■ **Task brief**:
Copy the following records word for word, keeping every line as it appears.

■ **Information provided**:
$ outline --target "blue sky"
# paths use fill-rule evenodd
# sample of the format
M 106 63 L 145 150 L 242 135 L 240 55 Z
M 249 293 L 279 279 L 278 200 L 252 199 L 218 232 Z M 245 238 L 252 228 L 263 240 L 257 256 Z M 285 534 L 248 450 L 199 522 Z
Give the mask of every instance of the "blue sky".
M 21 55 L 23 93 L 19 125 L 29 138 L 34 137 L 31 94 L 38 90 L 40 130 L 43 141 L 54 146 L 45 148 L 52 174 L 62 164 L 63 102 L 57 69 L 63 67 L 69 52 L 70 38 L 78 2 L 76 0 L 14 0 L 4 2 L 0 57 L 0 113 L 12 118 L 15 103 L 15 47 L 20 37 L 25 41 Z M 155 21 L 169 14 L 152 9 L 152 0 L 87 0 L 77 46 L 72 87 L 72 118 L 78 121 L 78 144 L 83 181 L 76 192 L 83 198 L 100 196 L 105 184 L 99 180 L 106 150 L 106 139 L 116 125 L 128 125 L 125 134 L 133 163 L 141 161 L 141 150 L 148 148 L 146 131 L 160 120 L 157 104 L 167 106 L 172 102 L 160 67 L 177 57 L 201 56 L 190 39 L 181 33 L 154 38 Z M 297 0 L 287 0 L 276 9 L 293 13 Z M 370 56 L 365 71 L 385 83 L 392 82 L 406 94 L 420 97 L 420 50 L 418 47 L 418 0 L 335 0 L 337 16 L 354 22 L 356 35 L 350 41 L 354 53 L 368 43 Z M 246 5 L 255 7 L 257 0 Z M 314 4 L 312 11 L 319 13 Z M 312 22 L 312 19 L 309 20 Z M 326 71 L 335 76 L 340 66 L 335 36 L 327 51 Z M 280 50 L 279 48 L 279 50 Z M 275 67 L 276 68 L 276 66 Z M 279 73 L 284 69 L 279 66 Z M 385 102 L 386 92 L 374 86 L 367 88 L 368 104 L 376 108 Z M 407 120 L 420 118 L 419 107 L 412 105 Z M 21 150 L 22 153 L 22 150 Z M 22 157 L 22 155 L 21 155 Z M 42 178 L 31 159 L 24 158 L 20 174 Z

■ **Answer to this problem**:
$ outline --target "blue sky"
# paths use fill-rule evenodd
# sample of the format
M 106 63 L 145 150 L 242 135 L 240 55 Z
M 249 293 L 279 279 L 278 200 L 252 199 L 218 232 Z M 245 238 L 252 228 L 263 240 L 257 256 Z M 285 534 L 248 450 L 199 522 Z
Give the mask of every instance of the "blue sky".
M 21 55 L 23 93 L 19 125 L 29 138 L 34 137 L 31 94 L 38 90 L 40 130 L 43 141 L 54 146 L 45 148 L 52 174 L 62 164 L 63 102 L 57 69 L 63 67 L 69 52 L 70 38 L 78 2 L 76 0 L 14 0 L 4 2 L 0 57 L 0 113 L 12 118 L 15 103 L 15 47 L 20 37 L 25 41 Z M 155 21 L 169 14 L 152 9 L 152 0 L 87 0 L 77 46 L 72 87 L 72 118 L 78 121 L 78 144 L 83 181 L 76 192 L 83 198 L 100 196 L 105 184 L 99 180 L 106 150 L 106 139 L 116 125 L 128 125 L 125 134 L 133 163 L 141 161 L 141 150 L 148 148 L 146 131 L 160 120 L 157 104 L 167 106 L 172 102 L 160 67 L 177 57 L 201 56 L 190 39 L 181 33 L 154 38 Z M 297 0 L 287 0 L 276 9 L 293 13 Z M 370 56 L 365 71 L 385 83 L 392 82 L 406 94 L 420 97 L 420 50 L 418 47 L 418 0 L 335 0 L 337 16 L 354 22 L 356 35 L 350 41 L 354 53 L 368 43 Z M 246 5 L 255 7 L 257 0 Z M 314 4 L 312 11 L 319 13 Z M 312 22 L 312 19 L 309 20 Z M 326 71 L 335 76 L 340 66 L 335 36 L 327 51 Z M 280 50 L 279 48 L 279 50 Z M 275 67 L 276 68 L 276 66 Z M 279 73 L 284 69 L 279 66 Z M 385 102 L 386 92 L 374 86 L 367 88 L 368 104 L 376 108 Z M 407 120 L 420 118 L 419 107 L 412 105 Z M 21 150 L 22 153 L 22 150 Z M 22 157 L 22 155 L 21 155 Z M 42 178 L 31 159 L 24 158 L 20 174 Z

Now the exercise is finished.